== DOCUMENT TEXT ==
The LangChain Parent Document Retriever is actually a clever way to trade off retrieval accuracy for context length, and it’s a lot more flexible than you might think.

Let’s see it in action. Imagine you have a long document, like a book chapter, that you want to retrieve information from. If you chunk it into small, bite-sized pieces (say, 100 tokens each), you might lose the overarching context. When you search for "what was the protagonist’s motivation for leaving home?", a small chunk might only contain "He packed his bags." That’s not very helpful.

Here’s how the Parent Document Retriever helps. Instead of just storing those small chunks, it also stores a larger "parent" chunk that contains several of the smaller chunks. When you query, it first searches for the small chunks that are most relevant to your query. Then, instead of returning just that small chunk, it returns the larger parent chunk that encompasses it. This gives your Language Model (LLM) much more context to work with.

from langchain.chains.combine_documents.stuff import StuffDocumentsChain
from langchain.chat_models import ChatOpenAI
from langchain.document_loaders import TextLoader
from langchain.embeddings import OpenAIEmbeddings
from langchain.llms import OpenAI
from langchain.retrievers import ParentDocumentRetriever
from langchain.storage import InMemoryByteStore
from langchain.text_splitter import RecursiveCharacterTextSplitter
from langchain.vectorstores import Chroma

# Load a long document
loader = TextLoader("./my_long_document.txt")
docs = loader.load()
===
== DATA EXTRACTS ==
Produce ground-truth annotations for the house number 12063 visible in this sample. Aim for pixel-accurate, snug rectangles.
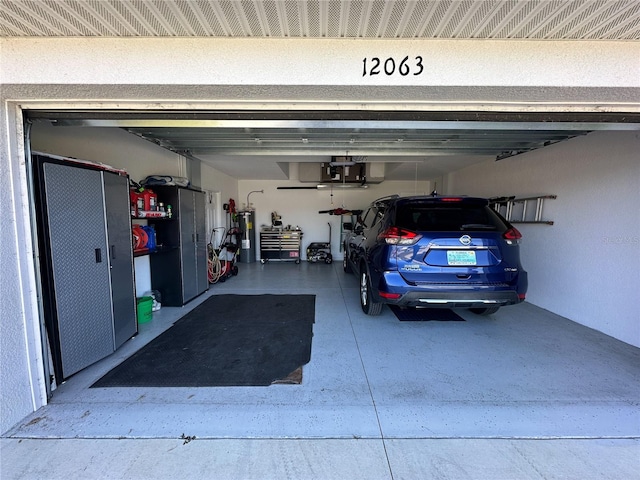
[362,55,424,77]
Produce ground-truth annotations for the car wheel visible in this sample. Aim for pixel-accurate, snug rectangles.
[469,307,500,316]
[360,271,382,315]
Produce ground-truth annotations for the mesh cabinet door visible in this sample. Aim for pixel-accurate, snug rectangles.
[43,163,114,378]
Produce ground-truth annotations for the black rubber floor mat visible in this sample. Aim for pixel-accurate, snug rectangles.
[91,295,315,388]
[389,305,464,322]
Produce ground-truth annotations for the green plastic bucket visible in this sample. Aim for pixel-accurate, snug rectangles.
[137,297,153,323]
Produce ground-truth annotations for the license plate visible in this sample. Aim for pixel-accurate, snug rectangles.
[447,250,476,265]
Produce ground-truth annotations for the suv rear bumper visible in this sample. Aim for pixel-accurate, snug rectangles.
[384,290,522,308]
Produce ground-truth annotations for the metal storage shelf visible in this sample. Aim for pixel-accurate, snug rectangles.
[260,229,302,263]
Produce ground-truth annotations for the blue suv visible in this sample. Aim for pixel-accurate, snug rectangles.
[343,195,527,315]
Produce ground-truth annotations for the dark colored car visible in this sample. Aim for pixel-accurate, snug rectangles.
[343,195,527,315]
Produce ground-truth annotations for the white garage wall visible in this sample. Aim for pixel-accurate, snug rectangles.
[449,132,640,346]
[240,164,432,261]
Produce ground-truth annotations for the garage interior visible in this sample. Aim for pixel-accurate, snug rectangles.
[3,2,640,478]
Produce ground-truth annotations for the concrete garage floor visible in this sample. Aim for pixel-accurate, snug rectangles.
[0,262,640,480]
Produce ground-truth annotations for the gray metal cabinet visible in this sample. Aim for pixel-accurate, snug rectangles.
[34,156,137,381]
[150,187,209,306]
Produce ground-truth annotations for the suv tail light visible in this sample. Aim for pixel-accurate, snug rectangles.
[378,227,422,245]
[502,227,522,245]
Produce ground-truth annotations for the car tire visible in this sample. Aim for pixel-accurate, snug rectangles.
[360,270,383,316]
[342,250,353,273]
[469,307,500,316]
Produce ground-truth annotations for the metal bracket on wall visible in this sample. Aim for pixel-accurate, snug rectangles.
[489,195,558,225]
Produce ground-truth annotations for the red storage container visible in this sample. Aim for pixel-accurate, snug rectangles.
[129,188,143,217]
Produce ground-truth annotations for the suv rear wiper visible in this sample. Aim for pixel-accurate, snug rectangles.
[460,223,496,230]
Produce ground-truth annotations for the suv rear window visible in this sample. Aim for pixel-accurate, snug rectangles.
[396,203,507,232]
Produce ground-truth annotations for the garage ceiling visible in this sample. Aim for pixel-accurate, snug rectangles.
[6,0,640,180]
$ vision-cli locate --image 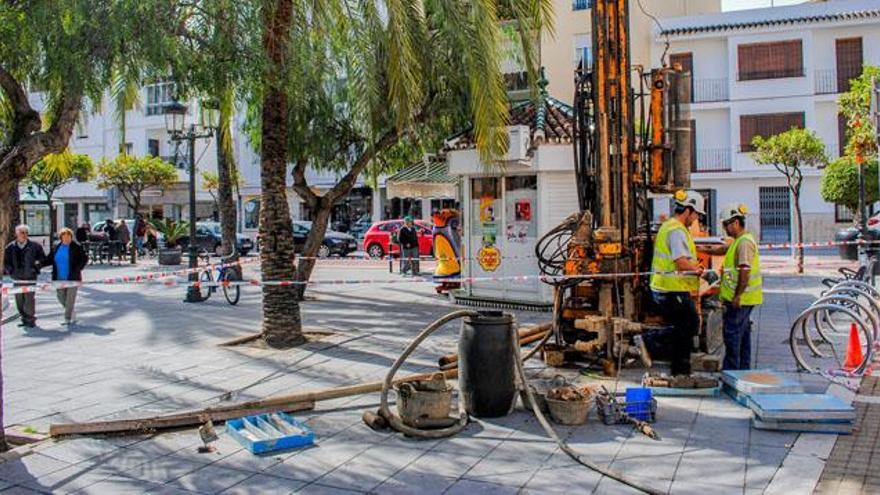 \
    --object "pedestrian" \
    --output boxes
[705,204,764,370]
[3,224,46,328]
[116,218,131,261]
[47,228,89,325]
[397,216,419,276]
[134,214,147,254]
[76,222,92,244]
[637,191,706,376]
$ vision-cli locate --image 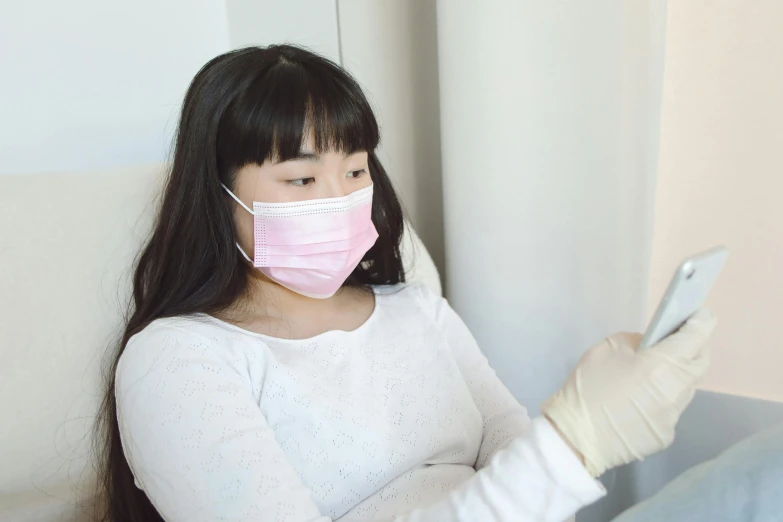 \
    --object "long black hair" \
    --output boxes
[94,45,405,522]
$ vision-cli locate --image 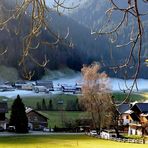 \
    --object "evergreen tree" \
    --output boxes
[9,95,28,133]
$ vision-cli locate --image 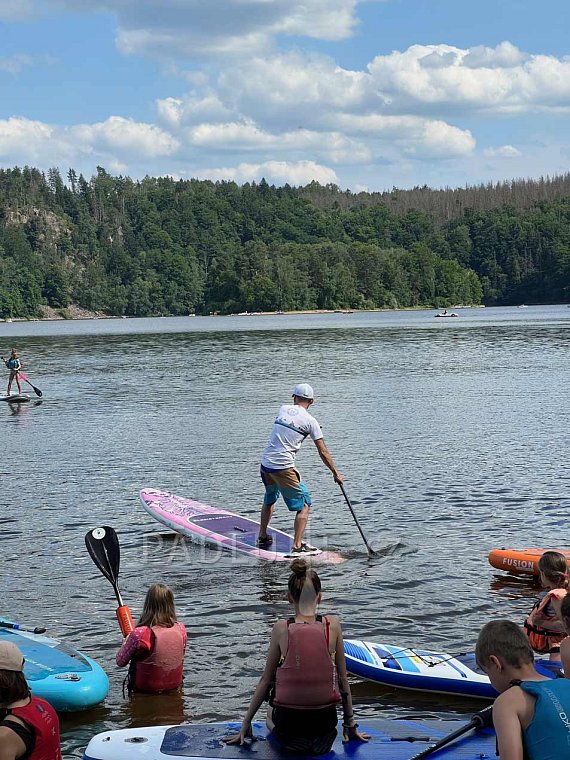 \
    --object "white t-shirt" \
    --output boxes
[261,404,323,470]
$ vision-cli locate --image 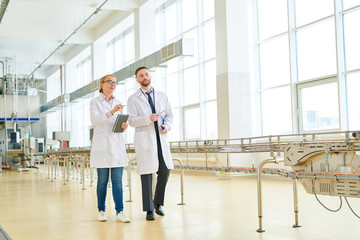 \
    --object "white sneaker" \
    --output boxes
===
▶ [CHECK YOUR UNDERSTANDING]:
a – In the Parent Document Retriever text, list every imported name that contains "OpenAI".
b – According to the Parent Document Retriever text, what might a small chunk contain when you ask about the protagonist's motivation for leaving home?
c – Extend the Parent Document Retriever text from its final line.

▶ [ANSWERS BELOW]:
a – ChatOpenAI, OpenAIEmbeddings, OpenAI

b – "He packed his bags."

c –
# Split the document into smaller chunks for retrieval
child_splitter = RecursiveCharacterTextSplitter(chunk_size=200, chunk_overlap=0)

# Split the document into larger chunks to be stored as parents
parent_splitter = RecursiveCharacterTextSplitter(chunk_size=1000, chunk_overlap=0)

# Set up the retriever
retriever = ParentDocumentRetriever(
    vectorstore=Chroma(
        collection_name="parent_doc_retriever_demo",
        embedding_function=OpenAIEmbeddings(),
        client_settings=None, # Use default Chroma client
        persist_directory=None # Use in-memory Chroma
    ),
    # Retriever for the small chunks
    child_splitter=child_splitter,
    # Retriever for the large chunks
    parent_splitter=parent_splitter,
    # Storage for the large chunks
    parent_document_store=InMemoryByteStore(),
    # Docstore for the small chunks
    docstore=None, # Use default docstore
    # How many child chunks to retrieve
    child_results_num=5,
    # How many parent documents to retrieve
    parent_results_num=5,
)

# Add the documents to the retriever
retriever.add_documents(docs)

# Now, when you query, it first finds relevant small chunks and then returns their parent documents.
query = "What was the protagonist's motivation for leaving home?"
retrieved_docs = retriever.get_relevant_documents(query)

# The retrieved_docs will contain the larger parent chunks, providing more context.
print(retrieved_docs)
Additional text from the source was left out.